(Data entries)

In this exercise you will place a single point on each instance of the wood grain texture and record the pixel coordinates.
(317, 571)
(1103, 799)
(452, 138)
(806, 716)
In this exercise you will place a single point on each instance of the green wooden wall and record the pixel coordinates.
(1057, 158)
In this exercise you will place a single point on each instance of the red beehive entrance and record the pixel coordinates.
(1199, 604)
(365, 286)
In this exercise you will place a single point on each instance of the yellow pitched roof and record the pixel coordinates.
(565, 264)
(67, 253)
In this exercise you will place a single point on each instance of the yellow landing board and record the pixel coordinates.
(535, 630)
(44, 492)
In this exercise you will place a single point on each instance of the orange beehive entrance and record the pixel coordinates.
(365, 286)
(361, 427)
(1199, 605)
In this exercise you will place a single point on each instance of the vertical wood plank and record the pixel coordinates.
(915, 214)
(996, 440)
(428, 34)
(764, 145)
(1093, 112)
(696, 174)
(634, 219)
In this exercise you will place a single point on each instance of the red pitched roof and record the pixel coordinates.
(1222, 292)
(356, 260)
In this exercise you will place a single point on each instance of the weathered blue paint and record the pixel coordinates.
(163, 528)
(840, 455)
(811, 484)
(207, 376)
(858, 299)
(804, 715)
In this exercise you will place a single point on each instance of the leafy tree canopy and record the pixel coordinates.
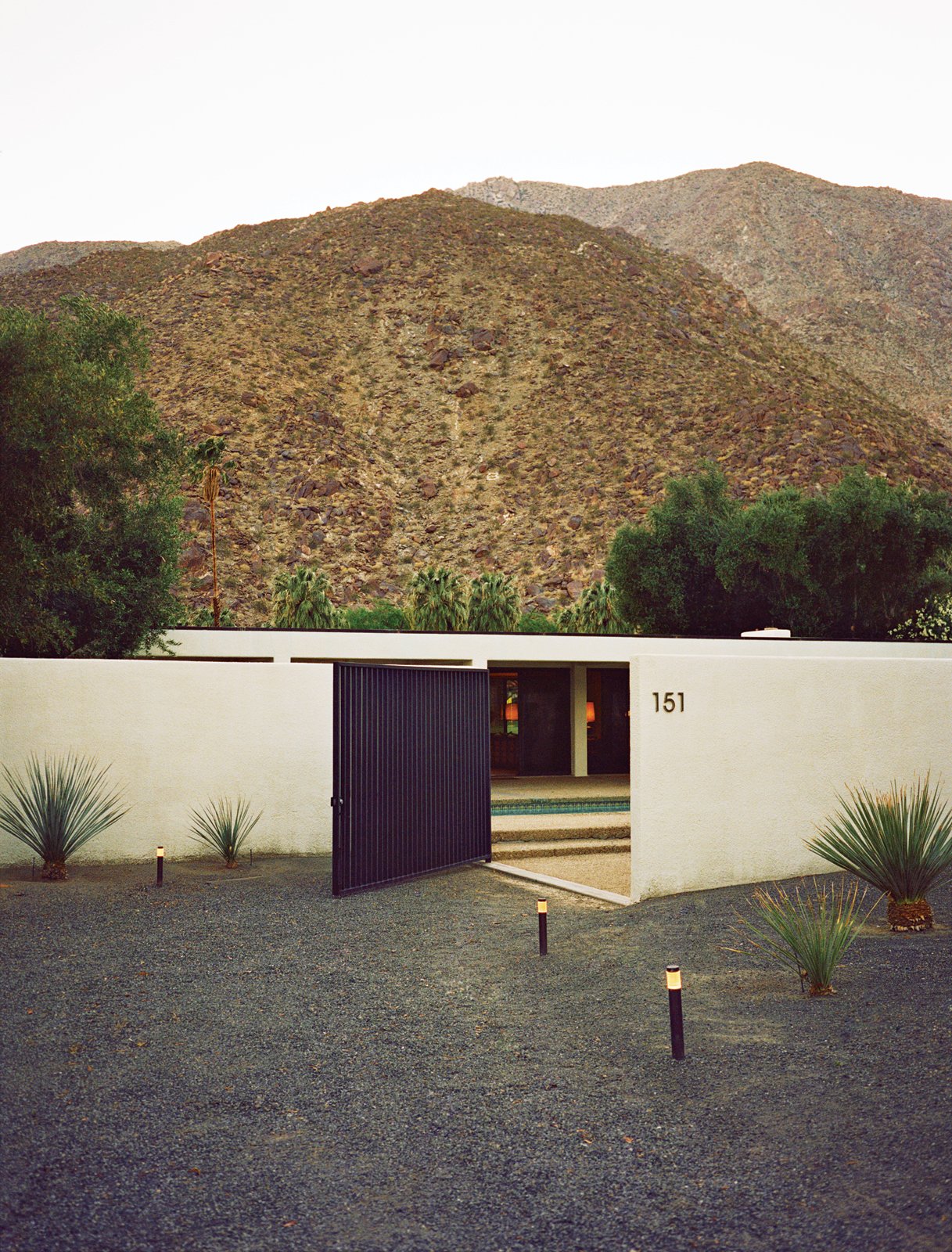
(89, 513)
(383, 615)
(851, 563)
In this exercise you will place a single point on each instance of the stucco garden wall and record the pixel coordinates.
(727, 790)
(178, 734)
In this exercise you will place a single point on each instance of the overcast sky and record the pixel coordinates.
(131, 119)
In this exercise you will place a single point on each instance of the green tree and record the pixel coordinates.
(436, 600)
(663, 571)
(876, 554)
(851, 563)
(593, 613)
(534, 623)
(89, 511)
(300, 600)
(493, 604)
(380, 617)
(932, 624)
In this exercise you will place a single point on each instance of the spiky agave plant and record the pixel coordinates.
(436, 600)
(225, 826)
(494, 603)
(300, 599)
(58, 807)
(808, 934)
(899, 840)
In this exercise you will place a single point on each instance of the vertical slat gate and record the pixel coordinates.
(411, 773)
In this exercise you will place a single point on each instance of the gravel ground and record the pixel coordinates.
(240, 1062)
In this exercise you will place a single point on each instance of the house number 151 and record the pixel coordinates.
(670, 701)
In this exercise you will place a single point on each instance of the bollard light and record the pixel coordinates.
(543, 911)
(674, 1012)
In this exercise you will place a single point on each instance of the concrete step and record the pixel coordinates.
(511, 851)
(563, 826)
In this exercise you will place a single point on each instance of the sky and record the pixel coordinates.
(144, 121)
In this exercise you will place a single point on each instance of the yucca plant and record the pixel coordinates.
(300, 599)
(899, 840)
(436, 600)
(493, 604)
(225, 826)
(60, 804)
(808, 934)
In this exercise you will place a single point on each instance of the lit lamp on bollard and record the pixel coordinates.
(677, 1020)
(543, 911)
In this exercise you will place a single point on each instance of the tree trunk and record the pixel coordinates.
(215, 610)
(908, 914)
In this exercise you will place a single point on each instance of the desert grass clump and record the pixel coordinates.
(56, 807)
(808, 934)
(899, 840)
(225, 826)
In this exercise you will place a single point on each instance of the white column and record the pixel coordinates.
(580, 726)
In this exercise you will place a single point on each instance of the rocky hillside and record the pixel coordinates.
(436, 380)
(862, 273)
(43, 256)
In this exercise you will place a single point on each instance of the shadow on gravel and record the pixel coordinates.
(242, 1062)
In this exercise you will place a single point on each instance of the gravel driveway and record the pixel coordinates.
(240, 1062)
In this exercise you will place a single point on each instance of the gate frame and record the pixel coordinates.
(477, 738)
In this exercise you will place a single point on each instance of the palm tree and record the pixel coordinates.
(593, 613)
(300, 599)
(208, 467)
(494, 603)
(436, 600)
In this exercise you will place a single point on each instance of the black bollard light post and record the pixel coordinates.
(543, 909)
(677, 1020)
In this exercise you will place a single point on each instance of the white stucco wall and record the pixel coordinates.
(727, 790)
(178, 736)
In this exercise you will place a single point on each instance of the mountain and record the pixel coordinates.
(43, 256)
(436, 380)
(862, 273)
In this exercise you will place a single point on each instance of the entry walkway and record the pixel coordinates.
(557, 788)
(566, 829)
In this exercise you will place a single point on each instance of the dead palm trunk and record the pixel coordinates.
(209, 494)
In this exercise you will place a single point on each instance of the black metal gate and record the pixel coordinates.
(411, 772)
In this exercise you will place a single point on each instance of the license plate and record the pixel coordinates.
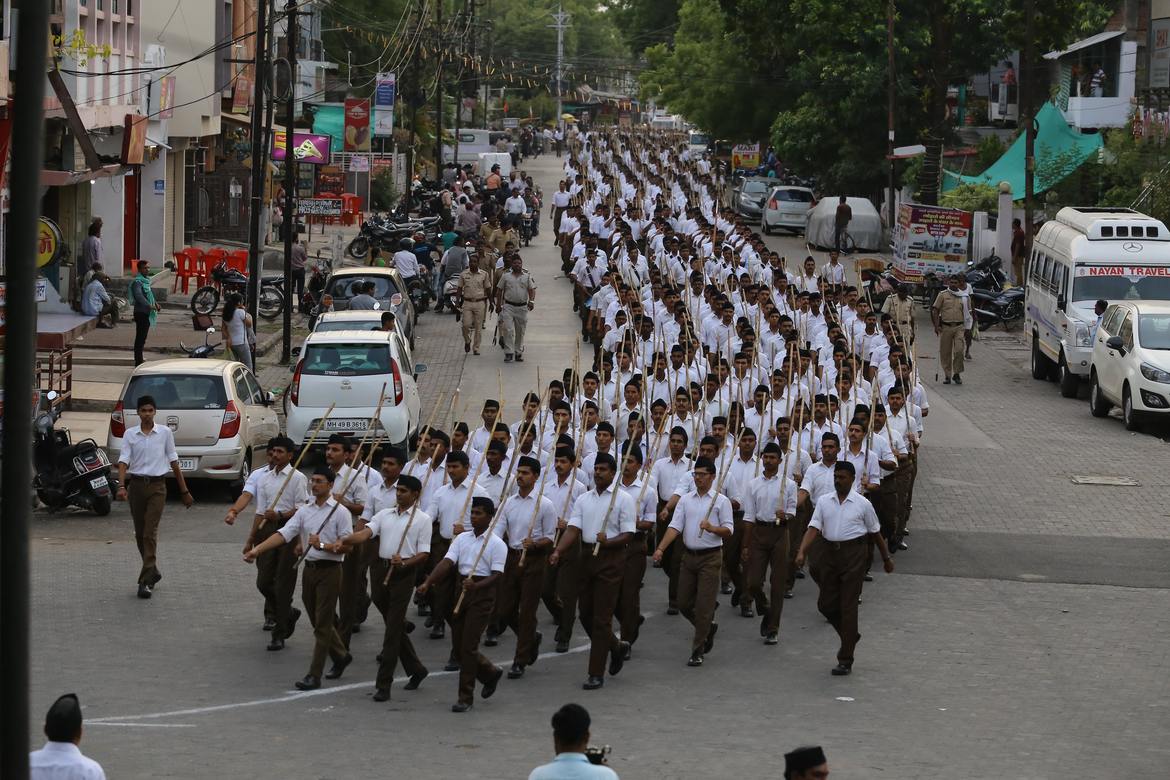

> **WRITTEN REQUEST**
Recast all of the records above as a numbered list, one line per item, with blank lines and pictures left out.

> **WRITTEN RESPONSE**
1. In this exercise you will place a single point on each instance of the wood grain texture and record the pixel coordinates.
2. (317, 571)
3. (1103, 799)
4. (452, 138)
5. (806, 716)
6. In this exercise you will place a single point on each instance of the green wooden wall and record the pixel coordinates.
7. (1057, 158)
8. In this exercise you will place a single point on each instance of the red beehive entrance and record the pixel coordinates.
9. (1199, 604)
10. (365, 286)
11. In this exercise you will place a single point on each instance of the yellow pitched roof and record the pixel coordinates.
12. (565, 264)
13. (67, 253)
14. In this exercise you will place a single point on each instance of the yellow landing board and record the pixel coordinates.
15. (535, 630)
16. (44, 492)
17. In this exercise you will place a single point on each instance of the orange beehive entrance and record the pixel coordinates.
18. (365, 286)
19. (361, 427)
20. (1199, 605)
21. In this exercise you will place a single point on each instance of the vertical wood plank and record the pixel coordinates.
22. (915, 214)
23. (996, 440)
24. (428, 34)
25. (764, 145)
26. (1093, 112)
27. (696, 174)
28. (634, 219)
29. In this exercise you will place a single point on each instance of the red pitched roof and record the pixel coordinates.
30. (1222, 292)
31. (356, 260)
32. In this exercise you will place a single point on each instance of the weathered blue paint and record the pixel coordinates.
33. (163, 528)
34. (840, 455)
35. (811, 484)
36. (207, 376)
37. (858, 299)
38. (804, 715)
39. In this exercise you will place a single point on each instance of the leafy tree canopy and record the pixel coordinates.
40. (89, 513)
41. (383, 615)
42. (851, 563)
43. In this exercise you will place a single point on each instance of the stucco garden wall and record the pixel coordinates.
44. (727, 790)
45. (178, 734)
46. In this exercise you will place a single point on each instance of the overcast sky and record the pixel coordinates.
47. (131, 119)
48. In this exercise you will place a single point on each instance of the green tree and record the pixel coordinates.
49. (436, 600)
50. (663, 571)
51. (876, 554)
52. (851, 563)
53. (593, 613)
54. (534, 623)
55. (89, 511)
56. (300, 600)
57. (493, 604)
58. (380, 617)
59. (932, 624)
60. In this exercise you will place a single point on each instance of the spiky agave plant and record the pixel coordinates.
61. (436, 600)
62. (225, 826)
63. (494, 603)
64. (300, 599)
65. (58, 807)
66. (808, 934)
67. (899, 840)
68. In this exercise you will place a single point on each instance of the vertical slat gate and record the pixel coordinates.
69. (411, 773)
70. In this exercise you will place a single point on each instance of the gravel ground and record the pixel coordinates.
71. (240, 1062)
72. In this exercise you will place a single point on each instance of the house number 151 and record the pixel coordinates.
73. (670, 701)
74. In this exercise you will place a single point on each instance of the bollard light and record the pixel coordinates.
75. (543, 911)
76. (674, 1012)
77. In this exercise you will place a single point on each instance of the concrete step and record the pixel coordinates.
78. (511, 851)
79. (563, 826)
80. In this exercise you will place a single point on each instance of the sky and record the pixel coordinates.
81. (144, 121)
82. In this exercise you will place a single point on each instance of the yucca plant and record the pixel coordinates.
83. (300, 599)
84. (899, 840)
85. (436, 600)
86. (493, 604)
87. (225, 826)
88. (60, 804)
89. (808, 934)
90. In this exercise you will place a single point on each instance of the lit lamp on bollard and record the pixel coordinates.
91. (677, 1020)
92. (543, 911)
93. In this exercise you will place a single point on each instance of the tree trunk and record the pixel coordinates.
94. (215, 610)
95. (908, 914)
96. In this exercise you will place a single point on each instance of the desert grass clump and record the pixel coordinates.
97. (56, 807)
98. (808, 934)
99. (899, 840)
100. (225, 826)
101. In this exercise you will place a single point on each instance of the white column and record the pixel coordinates.
102. (580, 726)
103. In this exercise you will place a single point on each instance of the rocky hillside and record the pixel coordinates.
104. (436, 380)
105. (862, 273)
106. (43, 256)
107. In this exercise you will place a single point on each instance of the shadow on gravel and record the pixel coordinates.
108. (242, 1062)
109. In this exercise you will place a single point on each instance of the gravel driveway and record the pixel coordinates.
110. (240, 1062)
111. In this exercise you will place a single point on each instance of the gate frame and record the pixel coordinates.
112. (477, 738)
113. In this exercise you will place a single point on each instance of the palm tree and record the pixel coordinates.
114. (593, 613)
115. (300, 599)
116. (208, 467)
117. (494, 603)
118. (436, 600)
119. In this exercise you will place a single point on each instance of the black bollard light post and record the pixel coordinates.
120. (543, 909)
121. (677, 1020)
122. In this exercise you will place a single point on each instance of the white stucco wall and record the pixel coordinates.
123. (727, 790)
124. (178, 736)
125. In this exercise you will place a single point on each instance of the mountain and record the pixel coordinates.
126. (43, 256)
127. (436, 380)
128. (862, 273)
129. In this exercise you will place a single point on each instance of the entry walkway and record the pixel coordinates.
130. (557, 788)
131. (566, 829)
132. In this exercise you will place a single point on each instance of the dead palm trunk and record the pixel coordinates.
133. (209, 494)
134. In this exercise you will place a single point on each instance of the black metal gate and record the pixel coordinates.
135. (411, 772)
136. In this exercise you will place a single point on each instance of the license plate and record the pixel coordinates.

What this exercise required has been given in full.